A key focus of genomic medicine is the identification of relationships between phenotype and genotype. Genome-wide association studies and exome/genome sequencing can reveal hundreds of candidate genes that may contribute to human disease. Given such a set of candidate genes, the prioritization of these genes for functional validation emerges as a key challenge in biomedical informatics . Much focus has been placed upon the development of methods for the quantitative association of genes with disease .
Across biomedical research fields, scientific publications are the currency of knowledge. One near-universal tool of life scientists to access this 'bibliome' is the MEDLINE®/PubMed® bibliographic database of the US National Library of Medicine (NLM), an actively maintained central repository for biomedical literature references . As of 2010, over 18.5 million citations have been indexed by MEDLINE®, at a modern rate exceeding 600,000 articles per year. Researchers face increasing difficulty navigating the growing body of published information in search of novel hypotheses. Encapsulating the bibliome for a disease or gene of interest in a form both understandable and informative is an increasingly important challenge in biomedical informatics [4, 5].
MEDLINE® provides data structures and curated annotations to assist scientists with the challenge of extracting pertinent articles from the bibliome of a biomedical entity. In an ongoing process, curators at the NLM identify key topics addressed in each publication and attach corresponding Medical Subject Headings (MeSH)  terms as annotations to each publication's record in MEDLINE®, covering over 97% of all PubMed-indexed citations. The National Center for Biotechnology Information (NCBI) PubMed portal utilizes the annotated MeSH terms to empower search of the citation database, extending the reach of users beyond naïve word matching to topic matching. As one of the constellation of NCBI resources, MEDLINE®/PubMed® citations are further linked to gene entries in Entrez Gene where appropriate, with over 450,000 MEDLINE®/PubMed® citations linked to an Entrez Gene entry for a human gene.

» **Required action 1**:
Answer these from the MEDLINE/PubMed passage:
(a) What can genome-wide association studies and exome/genome sequencing reveal?
(b) As of 2010, how many citations had MEDLINE® indexed?
(c) How many MEDLINE®/PubMed® citations are linked to an Entrez Gene entry for a human gene?
» **Required action 2**: Pick up the MEDLINE/PubMed passage after its last sentence and continue it.
You can leave the rows aside.

» **Material supplied**:
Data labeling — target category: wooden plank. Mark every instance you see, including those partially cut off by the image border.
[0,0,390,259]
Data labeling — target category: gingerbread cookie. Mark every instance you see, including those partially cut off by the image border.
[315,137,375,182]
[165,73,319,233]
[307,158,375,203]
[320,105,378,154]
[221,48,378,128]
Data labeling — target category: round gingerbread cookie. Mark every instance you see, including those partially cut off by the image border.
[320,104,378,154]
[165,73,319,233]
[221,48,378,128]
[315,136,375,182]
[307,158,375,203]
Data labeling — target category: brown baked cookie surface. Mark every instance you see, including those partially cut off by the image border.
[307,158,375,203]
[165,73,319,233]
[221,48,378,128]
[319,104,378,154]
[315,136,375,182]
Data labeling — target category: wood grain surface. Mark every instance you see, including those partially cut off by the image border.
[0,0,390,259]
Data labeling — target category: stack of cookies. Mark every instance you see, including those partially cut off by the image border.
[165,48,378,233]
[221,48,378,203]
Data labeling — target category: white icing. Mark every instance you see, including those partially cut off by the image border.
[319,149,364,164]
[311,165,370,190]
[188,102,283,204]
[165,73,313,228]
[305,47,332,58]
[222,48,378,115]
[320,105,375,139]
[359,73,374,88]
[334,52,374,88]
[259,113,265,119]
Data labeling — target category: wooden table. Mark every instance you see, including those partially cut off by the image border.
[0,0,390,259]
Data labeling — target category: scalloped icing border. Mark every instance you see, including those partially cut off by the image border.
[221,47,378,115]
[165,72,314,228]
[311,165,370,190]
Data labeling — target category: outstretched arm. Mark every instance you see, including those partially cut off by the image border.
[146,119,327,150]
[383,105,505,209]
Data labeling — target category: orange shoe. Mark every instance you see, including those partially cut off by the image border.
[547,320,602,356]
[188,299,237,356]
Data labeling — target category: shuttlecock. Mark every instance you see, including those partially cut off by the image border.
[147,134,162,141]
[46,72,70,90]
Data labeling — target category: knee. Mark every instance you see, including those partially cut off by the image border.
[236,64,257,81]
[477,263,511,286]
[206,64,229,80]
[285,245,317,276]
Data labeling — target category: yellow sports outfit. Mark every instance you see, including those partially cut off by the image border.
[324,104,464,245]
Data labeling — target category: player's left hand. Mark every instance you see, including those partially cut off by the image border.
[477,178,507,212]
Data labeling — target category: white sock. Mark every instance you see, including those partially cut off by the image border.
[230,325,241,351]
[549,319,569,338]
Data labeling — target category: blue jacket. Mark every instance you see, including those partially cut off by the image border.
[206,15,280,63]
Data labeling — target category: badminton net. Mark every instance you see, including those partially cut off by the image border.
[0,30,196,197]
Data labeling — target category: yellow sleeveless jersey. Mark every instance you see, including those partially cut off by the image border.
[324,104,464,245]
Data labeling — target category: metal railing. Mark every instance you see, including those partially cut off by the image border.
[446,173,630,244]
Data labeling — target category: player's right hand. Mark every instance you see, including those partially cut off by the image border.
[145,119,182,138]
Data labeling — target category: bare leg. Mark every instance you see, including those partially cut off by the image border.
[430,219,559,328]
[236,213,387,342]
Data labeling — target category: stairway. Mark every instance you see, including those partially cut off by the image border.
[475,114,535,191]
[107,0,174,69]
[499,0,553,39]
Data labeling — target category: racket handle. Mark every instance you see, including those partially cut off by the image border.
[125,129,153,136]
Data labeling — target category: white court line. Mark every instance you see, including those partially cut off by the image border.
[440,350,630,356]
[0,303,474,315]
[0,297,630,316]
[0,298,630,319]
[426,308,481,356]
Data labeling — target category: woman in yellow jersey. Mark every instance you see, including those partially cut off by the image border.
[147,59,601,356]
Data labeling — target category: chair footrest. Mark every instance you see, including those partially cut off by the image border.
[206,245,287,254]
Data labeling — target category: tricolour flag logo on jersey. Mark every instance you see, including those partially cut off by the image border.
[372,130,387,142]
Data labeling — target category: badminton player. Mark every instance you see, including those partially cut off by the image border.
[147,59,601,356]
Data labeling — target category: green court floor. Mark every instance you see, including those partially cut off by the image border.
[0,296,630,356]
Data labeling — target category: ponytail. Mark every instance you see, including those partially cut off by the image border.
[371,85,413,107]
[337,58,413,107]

» **Task answer 1**:
(a) Hundreds of candidate genes that may contribute to human disease.
(b) Over 18.5 million.
(c) Over 450,000.

» **Task answer 2**:
The analysis of gene annotation properties and gene-related literature is a core challenge within computational biology. Biomedical keywords for properties of genes, drawn from structured vocabularies, have been identified from unstructured gene annotations [7, 8], as well as directly from the primary literature [9–11]. Sets of genes can be analyzed to extract common annotated biomedical properties. Assigned descriptive terms can be visualized as 'tag clouds' [13, 14]. Comparison of gene annotation profiles can group genes - expanding protein-protein interaction and phenotype networks, deriving regulatory networks and predicting other gene-gene relationships [15–20]. Annotation analysis enables prioritization of candidate genes in genetics studies [10, 21–23], and, when integrated with other information sources, predicts novel properties of genes [24, 25]. Existing tools and techniques demonstrate the value, and suggest a high potential impact, of annotation analysis. Significant research opportunities remain to improve annotation and annotation-based analysis methods.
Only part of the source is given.